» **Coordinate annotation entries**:
'''
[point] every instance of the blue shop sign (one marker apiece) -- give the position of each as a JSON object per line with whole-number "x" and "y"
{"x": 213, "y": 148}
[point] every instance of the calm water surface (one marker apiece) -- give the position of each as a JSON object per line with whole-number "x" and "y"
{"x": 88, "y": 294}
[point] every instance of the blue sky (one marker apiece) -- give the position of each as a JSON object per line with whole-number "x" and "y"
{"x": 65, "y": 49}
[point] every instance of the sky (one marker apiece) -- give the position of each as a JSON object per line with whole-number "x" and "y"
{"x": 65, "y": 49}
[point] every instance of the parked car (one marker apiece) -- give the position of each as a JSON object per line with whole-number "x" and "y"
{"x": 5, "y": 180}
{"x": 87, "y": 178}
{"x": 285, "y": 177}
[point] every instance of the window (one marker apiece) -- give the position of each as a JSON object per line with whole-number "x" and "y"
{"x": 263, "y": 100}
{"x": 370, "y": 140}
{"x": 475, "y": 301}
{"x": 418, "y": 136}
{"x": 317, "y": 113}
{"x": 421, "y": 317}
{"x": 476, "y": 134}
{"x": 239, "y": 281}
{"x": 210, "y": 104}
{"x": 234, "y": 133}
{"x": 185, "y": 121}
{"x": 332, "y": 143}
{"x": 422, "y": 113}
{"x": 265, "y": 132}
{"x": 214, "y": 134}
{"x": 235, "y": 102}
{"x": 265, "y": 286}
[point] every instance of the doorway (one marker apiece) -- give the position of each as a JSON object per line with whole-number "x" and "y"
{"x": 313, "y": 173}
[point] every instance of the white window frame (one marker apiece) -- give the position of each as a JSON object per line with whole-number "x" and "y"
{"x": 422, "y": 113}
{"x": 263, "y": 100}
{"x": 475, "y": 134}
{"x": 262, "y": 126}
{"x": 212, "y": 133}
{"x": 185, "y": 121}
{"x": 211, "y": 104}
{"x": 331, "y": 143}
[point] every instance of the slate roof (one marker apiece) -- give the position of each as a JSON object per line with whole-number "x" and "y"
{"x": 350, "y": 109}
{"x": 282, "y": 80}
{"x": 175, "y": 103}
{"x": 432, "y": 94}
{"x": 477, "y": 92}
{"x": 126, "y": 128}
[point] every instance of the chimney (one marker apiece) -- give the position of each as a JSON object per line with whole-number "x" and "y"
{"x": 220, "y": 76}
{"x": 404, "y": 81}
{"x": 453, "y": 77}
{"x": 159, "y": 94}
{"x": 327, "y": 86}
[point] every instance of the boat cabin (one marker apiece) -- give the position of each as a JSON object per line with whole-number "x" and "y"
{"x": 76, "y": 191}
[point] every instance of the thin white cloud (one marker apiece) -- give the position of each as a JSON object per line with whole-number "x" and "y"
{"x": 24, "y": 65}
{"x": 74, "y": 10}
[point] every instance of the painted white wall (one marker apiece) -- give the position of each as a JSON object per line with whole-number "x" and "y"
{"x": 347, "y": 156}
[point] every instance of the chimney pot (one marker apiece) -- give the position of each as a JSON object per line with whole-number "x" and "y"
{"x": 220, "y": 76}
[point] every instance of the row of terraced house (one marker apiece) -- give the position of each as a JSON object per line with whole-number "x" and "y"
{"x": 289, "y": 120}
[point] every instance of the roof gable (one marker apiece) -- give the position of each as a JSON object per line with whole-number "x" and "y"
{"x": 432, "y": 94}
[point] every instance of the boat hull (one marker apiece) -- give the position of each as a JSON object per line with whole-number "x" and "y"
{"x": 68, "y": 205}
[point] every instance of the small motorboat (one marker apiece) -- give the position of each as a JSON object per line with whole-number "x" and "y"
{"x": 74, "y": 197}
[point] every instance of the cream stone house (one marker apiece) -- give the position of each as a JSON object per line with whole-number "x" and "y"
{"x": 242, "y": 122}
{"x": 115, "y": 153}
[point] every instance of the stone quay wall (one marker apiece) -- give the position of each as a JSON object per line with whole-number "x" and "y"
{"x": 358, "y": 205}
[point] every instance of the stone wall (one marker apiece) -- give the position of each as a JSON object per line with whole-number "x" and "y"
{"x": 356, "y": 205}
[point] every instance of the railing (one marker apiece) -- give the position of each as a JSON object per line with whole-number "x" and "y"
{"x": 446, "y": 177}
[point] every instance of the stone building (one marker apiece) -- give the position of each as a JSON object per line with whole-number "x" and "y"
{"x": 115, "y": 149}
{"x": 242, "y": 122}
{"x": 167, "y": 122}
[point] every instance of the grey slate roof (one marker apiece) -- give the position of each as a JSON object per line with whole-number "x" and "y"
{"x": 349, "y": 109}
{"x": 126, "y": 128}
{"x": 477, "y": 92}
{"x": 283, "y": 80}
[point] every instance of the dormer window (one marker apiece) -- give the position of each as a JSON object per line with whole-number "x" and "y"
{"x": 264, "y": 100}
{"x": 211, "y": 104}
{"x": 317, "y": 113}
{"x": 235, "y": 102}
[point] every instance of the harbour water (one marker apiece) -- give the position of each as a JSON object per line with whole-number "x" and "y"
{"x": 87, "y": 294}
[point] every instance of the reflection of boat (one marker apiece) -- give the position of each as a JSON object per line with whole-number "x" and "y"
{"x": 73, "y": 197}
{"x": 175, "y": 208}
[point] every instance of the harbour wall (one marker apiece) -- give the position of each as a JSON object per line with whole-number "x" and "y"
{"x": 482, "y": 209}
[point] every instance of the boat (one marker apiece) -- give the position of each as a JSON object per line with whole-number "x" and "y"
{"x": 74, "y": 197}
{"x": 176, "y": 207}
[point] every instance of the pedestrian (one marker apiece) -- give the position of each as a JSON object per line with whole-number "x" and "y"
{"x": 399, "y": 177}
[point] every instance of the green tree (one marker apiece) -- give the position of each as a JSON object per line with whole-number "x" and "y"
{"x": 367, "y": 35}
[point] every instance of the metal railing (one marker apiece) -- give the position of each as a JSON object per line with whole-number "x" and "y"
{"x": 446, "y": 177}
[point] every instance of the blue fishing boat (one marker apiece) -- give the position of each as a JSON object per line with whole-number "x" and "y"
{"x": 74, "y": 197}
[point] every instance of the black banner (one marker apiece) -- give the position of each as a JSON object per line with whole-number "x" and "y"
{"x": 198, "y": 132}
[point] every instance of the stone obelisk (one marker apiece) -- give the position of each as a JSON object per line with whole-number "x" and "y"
'''
» **REQUIRED WORK**: Express every line of the listing above as a JSON list of strings, with one string for each line and any blank lines left out.

» **THE SOLUTION**:
[
  "[point] every instance of the blue shop sign (one marker apiece) -- give the position of each as a JSON object per line with whole-number \"x\" and \"y\"",
  "{\"x\": 213, \"y\": 148}",
  "[point] every instance of the calm water surface (one marker apiece) -- give the position of each as a JSON object per line with whole-number \"x\" and \"y\"",
  "{\"x\": 88, \"y\": 294}",
  "[point] every instance of the blue sky (one marker apiece) -- give the position of each as a JSON object per line with whole-number \"x\" and \"y\"",
  "{\"x\": 65, \"y\": 49}",
  "[point] every instance of the sky (one marker apiece) -- give the position of each as a JSON object per line with whole-number \"x\" and \"y\"",
  "{\"x\": 65, \"y\": 49}",
  "[point] every instance of the parked car (one marker apiece) -- give the position of each as a JSON object per line with whole-number \"x\" and \"y\"",
  "{\"x\": 5, \"y\": 180}",
  "{\"x\": 87, \"y\": 178}",
  "{\"x\": 285, \"y\": 177}",
  "[point] every instance of the window (one marker apiece) -- give the position of each as a JSON object per line with whole-number \"x\" and \"y\"",
  "{\"x\": 263, \"y\": 100}",
  "{\"x\": 370, \"y\": 140}",
  "{\"x\": 475, \"y\": 301}",
  "{\"x\": 418, \"y\": 136}",
  "{\"x\": 317, \"y\": 113}",
  "{\"x\": 421, \"y\": 317}",
  "{\"x\": 476, \"y\": 134}",
  "{\"x\": 239, \"y\": 281}",
  "{\"x\": 210, \"y\": 104}",
  "{\"x\": 234, \"y\": 133}",
  "{\"x\": 185, \"y\": 121}",
  "{\"x\": 332, \"y\": 143}",
  "{\"x\": 422, \"y\": 113}",
  "{\"x\": 265, \"y\": 132}",
  "{\"x\": 214, \"y\": 134}",
  "{\"x\": 235, \"y\": 102}",
  "{\"x\": 265, \"y\": 286}",
  "[point] every instance of the doorway (one marker apiece) -- give the position of each as a JSON object per line with whole-number \"x\" and \"y\"",
  "{\"x\": 313, \"y\": 173}",
  "[point] every instance of the white window frame (one marker apiece) -- give the position of each as a JSON object per line with whole-number \"x\" and \"y\"",
  "{\"x\": 422, \"y\": 113}",
  "{\"x\": 263, \"y\": 100}",
  "{\"x\": 475, \"y\": 134}",
  "{\"x\": 262, \"y\": 126}",
  "{\"x\": 212, \"y\": 133}",
  "{\"x\": 185, \"y\": 121}",
  "{\"x\": 211, \"y\": 104}",
  "{\"x\": 331, \"y\": 143}",
  "[point] every instance of the slate roof (one marker apiece) -- give the position of each as a JSON object per line with whole-number \"x\" and \"y\"",
  "{\"x\": 350, \"y\": 109}",
  "{\"x\": 282, \"y\": 80}",
  "{\"x\": 175, \"y\": 103}",
  "{\"x\": 432, \"y\": 94}",
  "{\"x\": 477, \"y\": 92}",
  "{\"x\": 126, \"y\": 128}",
  "[point] every instance of the chimney (one marker apiece) -- give the position of each as a JSON object per line with whole-number \"x\" and \"y\"",
  "{\"x\": 220, \"y\": 76}",
  "{\"x\": 404, \"y\": 81}",
  "{\"x\": 453, \"y\": 77}",
  "{\"x\": 159, \"y\": 94}",
  "{\"x\": 327, \"y\": 86}",
  "[point] every instance of the boat cabin (one marker apiece) -- give the position of each as a JSON object per line with whole-number \"x\" and \"y\"",
  "{\"x\": 76, \"y\": 191}",
  "[point] every instance of the thin white cloud (one marker apiece) -- give the position of each as a JSON object per line with whole-number \"x\" and \"y\"",
  "{\"x\": 24, \"y\": 65}",
  "{\"x\": 74, \"y\": 10}",
  "[point] every instance of the painted white wall (one marker apiece) -- give the position of each as a JSON object per line with whole-number \"x\" and \"y\"",
  "{\"x\": 347, \"y\": 156}",
  "[point] every instance of the chimney pot (one marker apiece) -- give the position of each as a JSON object per line with whole-number \"x\" and \"y\"",
  "{\"x\": 220, \"y\": 76}",
  "[point] every instance of the row of terraced house (one marker apiece) -- give the position of each as a JSON object per line with whole-number \"x\" and \"y\"",
  "{\"x\": 289, \"y\": 120}",
  "[point] every instance of the roof gable (one marker apiece) -- give the position of each as a JSON object per line with whole-number \"x\" and \"y\"",
  "{\"x\": 432, \"y\": 94}",
  "[point] every instance of the boat hull (one marker apiece) -- give the position of each as a JSON object per line with whole-number \"x\" and \"y\"",
  "{\"x\": 68, \"y\": 205}",
  "[point] every instance of the small motorboat (one marker apiece) -- give the position of each as a JSON object per line with whole-number \"x\" and \"y\"",
  "{\"x\": 74, \"y\": 197}",
  "[point] every instance of the cream stone house (one marker apiece) -- give the position of each as a JSON object per line with whole-number \"x\" and \"y\"",
  "{\"x\": 242, \"y\": 122}",
  "{\"x\": 115, \"y\": 153}",
  "[point] every instance of the stone quay wall (one marker apiece) -- give the position of each as a JSON object per line with whole-number \"x\" and \"y\"",
  "{\"x\": 358, \"y\": 205}",
  "[point] every instance of the stone wall (one marker apiece) -- give the position of each as a JSON object per line with whole-number \"x\" and \"y\"",
  "{\"x\": 356, \"y\": 205}",
  "[point] every instance of the railing (one marker apiece) -- give the position of each as a JSON object per line with whole-number \"x\" and \"y\"",
  "{\"x\": 446, \"y\": 177}",
  "[point] every instance of the stone building (one marker apiece) -- give the position of each as a JSON object per line with whole-number \"x\" and \"y\"",
  "{\"x\": 115, \"y\": 149}",
  "{\"x\": 242, \"y\": 122}",
  "{\"x\": 167, \"y\": 122}",
  "[point] every instance of the grey slate roof (one marker apiece) -- give the position of each as a JSON object per line with whole-number \"x\" and \"y\"",
  "{\"x\": 349, \"y\": 109}",
  "{\"x\": 126, \"y\": 128}",
  "{\"x\": 477, \"y\": 92}",
  "{\"x\": 283, \"y\": 80}",
  "[point] every instance of the dormer window (one marker apiece) -- give the position of each as a JSON object per line with whole-number \"x\" and \"y\"",
  "{\"x\": 264, \"y\": 100}",
  "{\"x\": 211, \"y\": 104}",
  "{\"x\": 317, \"y\": 113}",
  "{\"x\": 235, \"y\": 102}",
  "[point] every instance of the harbour water (one marker apiece) -- give the position of each as a JSON object per line with whole-number \"x\" and \"y\"",
  "{\"x\": 87, \"y\": 294}",
  "[point] every instance of the reflection of boat (one marker apiece) -- give the position of each as a JSON object per line with whole-number \"x\" and \"y\"",
  "{\"x\": 73, \"y\": 197}",
  "{\"x\": 175, \"y\": 208}",
  "[point] every instance of the harbour wall (one marker apiece) -- give the position of each as a JSON object per line with whole-number \"x\" and \"y\"",
  "{\"x\": 482, \"y\": 209}",
  "[point] every instance of the boat (one marker apiece) -- give the position of each as a JSON object per line with whole-number \"x\" and \"y\"",
  "{\"x\": 74, \"y\": 197}",
  "{\"x\": 176, \"y\": 207}",
  "[point] every instance of the pedestrian (one marker apiece) -- give the position of each as a JSON object per line with whole-number \"x\" and \"y\"",
  "{\"x\": 399, \"y\": 177}",
  "[point] every instance of the green tree (one marker apiece) -- give the position of each as a JSON object per line with whole-number \"x\" and \"y\"",
  "{\"x\": 367, \"y\": 35}",
  "[point] every instance of the metal railing (one marker apiece) -- give the position of each as a JSON object per line with whole-number \"x\" and \"y\"",
  "{\"x\": 446, \"y\": 177}",
  "[point] every instance of the blue fishing boat (one marker apiece) -- give the position of each as a JSON object per line with whole-number \"x\" and \"y\"",
  "{\"x\": 74, \"y\": 197}",
  "[point] every instance of the black banner (one marker apiece) -- give the position of each as a JSON object per line with whole-number \"x\" and \"y\"",
  "{\"x\": 198, \"y\": 132}",
  "[point] every instance of the stone obelisk (one marker apiece) -- give the position of each as a JSON object per line with whole-number \"x\" and \"y\""
]